## Entries provided:
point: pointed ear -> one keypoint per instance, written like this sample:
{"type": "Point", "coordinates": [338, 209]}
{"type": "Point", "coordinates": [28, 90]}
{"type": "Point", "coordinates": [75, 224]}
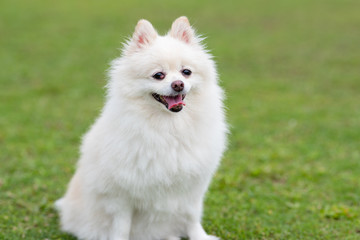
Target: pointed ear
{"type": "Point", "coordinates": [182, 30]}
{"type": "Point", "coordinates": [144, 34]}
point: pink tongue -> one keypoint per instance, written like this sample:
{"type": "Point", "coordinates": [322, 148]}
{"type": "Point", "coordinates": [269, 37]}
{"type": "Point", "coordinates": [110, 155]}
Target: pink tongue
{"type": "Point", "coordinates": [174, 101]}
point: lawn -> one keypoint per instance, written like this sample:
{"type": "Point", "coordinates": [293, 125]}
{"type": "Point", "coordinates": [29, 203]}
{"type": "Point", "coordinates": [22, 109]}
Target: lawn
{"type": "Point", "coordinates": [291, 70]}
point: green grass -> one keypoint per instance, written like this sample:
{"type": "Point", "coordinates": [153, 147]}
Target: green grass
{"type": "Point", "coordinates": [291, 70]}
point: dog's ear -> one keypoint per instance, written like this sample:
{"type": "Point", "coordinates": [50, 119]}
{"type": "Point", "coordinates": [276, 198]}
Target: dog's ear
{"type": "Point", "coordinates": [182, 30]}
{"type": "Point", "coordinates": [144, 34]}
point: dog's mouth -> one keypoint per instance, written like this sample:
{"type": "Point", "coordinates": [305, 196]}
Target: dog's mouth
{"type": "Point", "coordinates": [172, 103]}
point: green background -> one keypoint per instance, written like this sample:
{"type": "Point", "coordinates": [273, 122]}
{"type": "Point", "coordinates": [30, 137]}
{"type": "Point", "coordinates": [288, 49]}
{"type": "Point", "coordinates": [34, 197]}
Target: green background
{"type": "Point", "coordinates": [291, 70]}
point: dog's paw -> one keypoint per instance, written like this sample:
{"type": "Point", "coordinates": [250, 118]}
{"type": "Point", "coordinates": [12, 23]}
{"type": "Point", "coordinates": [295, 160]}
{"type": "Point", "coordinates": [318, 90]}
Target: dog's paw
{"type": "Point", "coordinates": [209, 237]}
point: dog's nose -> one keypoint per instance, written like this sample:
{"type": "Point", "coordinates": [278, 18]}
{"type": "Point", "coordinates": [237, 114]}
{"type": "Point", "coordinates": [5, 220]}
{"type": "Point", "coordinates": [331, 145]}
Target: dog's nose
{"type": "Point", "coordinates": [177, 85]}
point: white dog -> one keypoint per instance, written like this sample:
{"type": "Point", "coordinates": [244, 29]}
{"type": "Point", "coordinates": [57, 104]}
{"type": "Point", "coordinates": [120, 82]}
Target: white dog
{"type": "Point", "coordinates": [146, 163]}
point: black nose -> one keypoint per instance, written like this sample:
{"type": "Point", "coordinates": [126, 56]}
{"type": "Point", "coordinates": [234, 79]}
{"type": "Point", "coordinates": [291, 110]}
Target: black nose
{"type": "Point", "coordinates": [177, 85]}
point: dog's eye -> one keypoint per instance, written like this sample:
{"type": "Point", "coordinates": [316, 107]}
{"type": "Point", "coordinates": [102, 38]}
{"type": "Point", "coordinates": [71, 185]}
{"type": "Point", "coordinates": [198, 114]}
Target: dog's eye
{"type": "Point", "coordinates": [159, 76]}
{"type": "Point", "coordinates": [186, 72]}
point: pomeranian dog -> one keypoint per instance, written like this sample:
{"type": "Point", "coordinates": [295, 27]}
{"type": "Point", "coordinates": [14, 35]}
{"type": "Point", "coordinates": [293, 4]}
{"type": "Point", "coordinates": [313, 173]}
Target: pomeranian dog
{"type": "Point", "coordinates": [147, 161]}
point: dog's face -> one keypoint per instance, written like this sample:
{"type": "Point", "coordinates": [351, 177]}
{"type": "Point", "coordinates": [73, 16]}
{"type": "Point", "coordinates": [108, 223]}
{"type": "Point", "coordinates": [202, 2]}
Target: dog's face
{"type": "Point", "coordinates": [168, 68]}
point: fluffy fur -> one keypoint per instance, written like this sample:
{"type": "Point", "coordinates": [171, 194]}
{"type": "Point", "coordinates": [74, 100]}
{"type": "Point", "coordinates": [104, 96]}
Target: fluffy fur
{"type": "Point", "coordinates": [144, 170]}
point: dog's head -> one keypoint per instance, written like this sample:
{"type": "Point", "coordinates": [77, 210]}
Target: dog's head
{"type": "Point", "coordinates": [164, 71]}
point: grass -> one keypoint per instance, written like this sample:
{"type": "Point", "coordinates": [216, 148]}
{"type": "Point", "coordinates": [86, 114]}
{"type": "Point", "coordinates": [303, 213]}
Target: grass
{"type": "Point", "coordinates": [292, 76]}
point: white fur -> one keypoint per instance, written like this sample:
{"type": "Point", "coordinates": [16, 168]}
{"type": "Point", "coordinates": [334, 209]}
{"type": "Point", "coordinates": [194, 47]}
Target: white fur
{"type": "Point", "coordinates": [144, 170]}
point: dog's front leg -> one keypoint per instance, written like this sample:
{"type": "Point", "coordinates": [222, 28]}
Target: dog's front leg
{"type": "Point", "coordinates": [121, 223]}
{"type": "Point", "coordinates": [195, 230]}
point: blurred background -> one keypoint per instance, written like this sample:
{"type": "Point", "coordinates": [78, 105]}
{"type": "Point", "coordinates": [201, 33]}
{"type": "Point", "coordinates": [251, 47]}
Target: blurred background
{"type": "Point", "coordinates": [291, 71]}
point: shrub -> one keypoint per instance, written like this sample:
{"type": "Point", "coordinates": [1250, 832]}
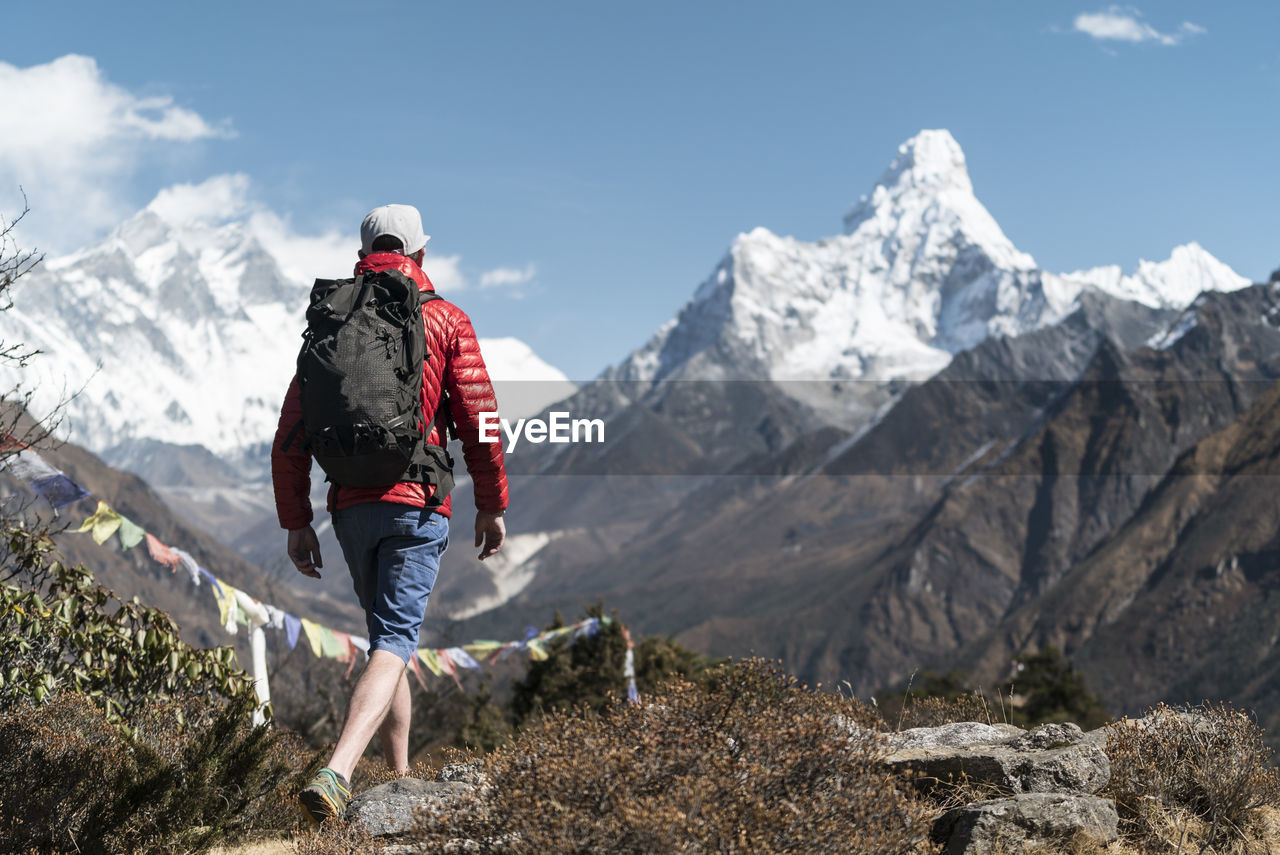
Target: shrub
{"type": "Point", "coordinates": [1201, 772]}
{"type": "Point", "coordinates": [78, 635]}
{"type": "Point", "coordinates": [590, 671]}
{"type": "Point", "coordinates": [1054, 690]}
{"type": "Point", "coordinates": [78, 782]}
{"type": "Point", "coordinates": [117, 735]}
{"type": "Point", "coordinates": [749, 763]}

## Work required:
Pictures in the records above should not be copied. Repeat everything else exactly.

## Problem solution:
point: pointed ear -> one keypoint per instance, written like this sample:
{"type": "Point", "coordinates": [338, 209]}
{"type": "Point", "coordinates": [28, 90]}
{"type": "Point", "coordinates": [75, 224]}
Target: pointed ear
{"type": "Point", "coordinates": [182, 30]}
{"type": "Point", "coordinates": [144, 34]}
point: pink tongue -> one keypoint per instance, written like this sample:
{"type": "Point", "coordinates": [322, 148]}
{"type": "Point", "coordinates": [269, 37]}
{"type": "Point", "coordinates": [110, 155]}
Target: pink tongue
{"type": "Point", "coordinates": [174, 101]}
point: lawn -> one keypoint per instance, written like this sample:
{"type": "Point", "coordinates": [293, 125]}
{"type": "Point", "coordinates": [29, 203]}
{"type": "Point", "coordinates": [22, 109]}
Target: lawn
{"type": "Point", "coordinates": [291, 70]}
point: green grass -> one keypoint per instance, written like this sample:
{"type": "Point", "coordinates": [153, 147]}
Target: green grass
{"type": "Point", "coordinates": [291, 70]}
point: dog's ear -> one keypoint per instance, written like this sample:
{"type": "Point", "coordinates": [50, 119]}
{"type": "Point", "coordinates": [276, 198]}
Target: dog's ear
{"type": "Point", "coordinates": [182, 30]}
{"type": "Point", "coordinates": [144, 34]}
point: dog's mouth -> one keypoint per instance, written like this sample:
{"type": "Point", "coordinates": [305, 196]}
Target: dog's mouth
{"type": "Point", "coordinates": [172, 103]}
point: green background -> one keypoint per instance, written like this sample:
{"type": "Point", "coordinates": [273, 122]}
{"type": "Point", "coordinates": [30, 137]}
{"type": "Point", "coordinates": [288, 49]}
{"type": "Point", "coordinates": [34, 197]}
Target: green background
{"type": "Point", "coordinates": [291, 70]}
point: dog's paw -> one keypoint per instance, written like this sample:
{"type": "Point", "coordinates": [250, 118]}
{"type": "Point", "coordinates": [12, 23]}
{"type": "Point", "coordinates": [295, 160]}
{"type": "Point", "coordinates": [318, 90]}
Target: dog's paw
{"type": "Point", "coordinates": [209, 237]}
point: dog's nose -> one keypoint per instance, written like this sample:
{"type": "Point", "coordinates": [278, 18]}
{"type": "Point", "coordinates": [237, 114]}
{"type": "Point", "coordinates": [5, 220]}
{"type": "Point", "coordinates": [331, 145]}
Target: dog's nose
{"type": "Point", "coordinates": [177, 85]}
point: white dog -> one keypoint per instance, written like this sample:
{"type": "Point", "coordinates": [244, 29]}
{"type": "Point", "coordinates": [57, 104]}
{"type": "Point", "coordinates": [120, 82]}
Target: white dog
{"type": "Point", "coordinates": [146, 163]}
point: black nose -> one keypoint per instance, written like this sample:
{"type": "Point", "coordinates": [126, 56]}
{"type": "Point", "coordinates": [234, 79]}
{"type": "Point", "coordinates": [291, 110]}
Target: black nose
{"type": "Point", "coordinates": [177, 85]}
point: dog's eye -> one keypoint per instance, written like this sample:
{"type": "Point", "coordinates": [316, 107]}
{"type": "Point", "coordinates": [102, 38]}
{"type": "Point", "coordinates": [71, 185]}
{"type": "Point", "coordinates": [198, 114]}
Target: dog's eye
{"type": "Point", "coordinates": [159, 76]}
{"type": "Point", "coordinates": [186, 72]}
point: pomeranian dog -> one keypoint per instance, written like this sample:
{"type": "Point", "coordinates": [295, 27]}
{"type": "Point", "coordinates": [14, 35]}
{"type": "Point", "coordinates": [293, 4]}
{"type": "Point", "coordinates": [313, 173]}
Target: pomeranian dog
{"type": "Point", "coordinates": [147, 161]}
point: dog's face -> one keypoint per instance, written like this sample:
{"type": "Point", "coordinates": [351, 177]}
{"type": "Point", "coordinates": [73, 16]}
{"type": "Point", "coordinates": [108, 223]}
{"type": "Point", "coordinates": [202, 2]}
Target: dog's face
{"type": "Point", "coordinates": [168, 68]}
point: fluffy fur -> one keypoint per instance, written like this sample:
{"type": "Point", "coordinates": [171, 194]}
{"type": "Point", "coordinates": [74, 100]}
{"type": "Point", "coordinates": [104, 96]}
Target: fluffy fur
{"type": "Point", "coordinates": [144, 170]}
point: dog's head -> one keypoint per instance, written like this sample:
{"type": "Point", "coordinates": [77, 210]}
Target: dog's head
{"type": "Point", "coordinates": [164, 71]}
point: grass -> one keypoint per instance, written like this sample:
{"type": "Point", "coordinates": [216, 148]}
{"type": "Point", "coordinates": [86, 114]}
{"type": "Point", "coordinates": [303, 213]}
Target: grass
{"type": "Point", "coordinates": [292, 76]}
point: white fur -> one keypoint per instance, written like this sample:
{"type": "Point", "coordinates": [16, 168]}
{"type": "Point", "coordinates": [334, 209]}
{"type": "Point", "coordinates": [194, 47]}
Target: white fur
{"type": "Point", "coordinates": [144, 170]}
point: dog's front leg -> one keypoint per instance, written like this sample:
{"type": "Point", "coordinates": [222, 28]}
Target: dog's front leg
{"type": "Point", "coordinates": [121, 223]}
{"type": "Point", "coordinates": [195, 230]}
point: blurred background -> one keypoint per instance, written like this sample:
{"type": "Point", "coordinates": [78, 105]}
{"type": "Point", "coordinates": [201, 33]}
{"type": "Point", "coordinates": [251, 47]}
Target: blurred background
{"type": "Point", "coordinates": [291, 71]}
point: shrub -> one keypoint per instance, written like this sample:
{"type": "Point", "coordinates": [1250, 832]}
Target: shrub
{"type": "Point", "coordinates": [1201, 772]}
{"type": "Point", "coordinates": [78, 635]}
{"type": "Point", "coordinates": [590, 671]}
{"type": "Point", "coordinates": [1054, 690]}
{"type": "Point", "coordinates": [78, 782]}
{"type": "Point", "coordinates": [117, 735]}
{"type": "Point", "coordinates": [749, 763]}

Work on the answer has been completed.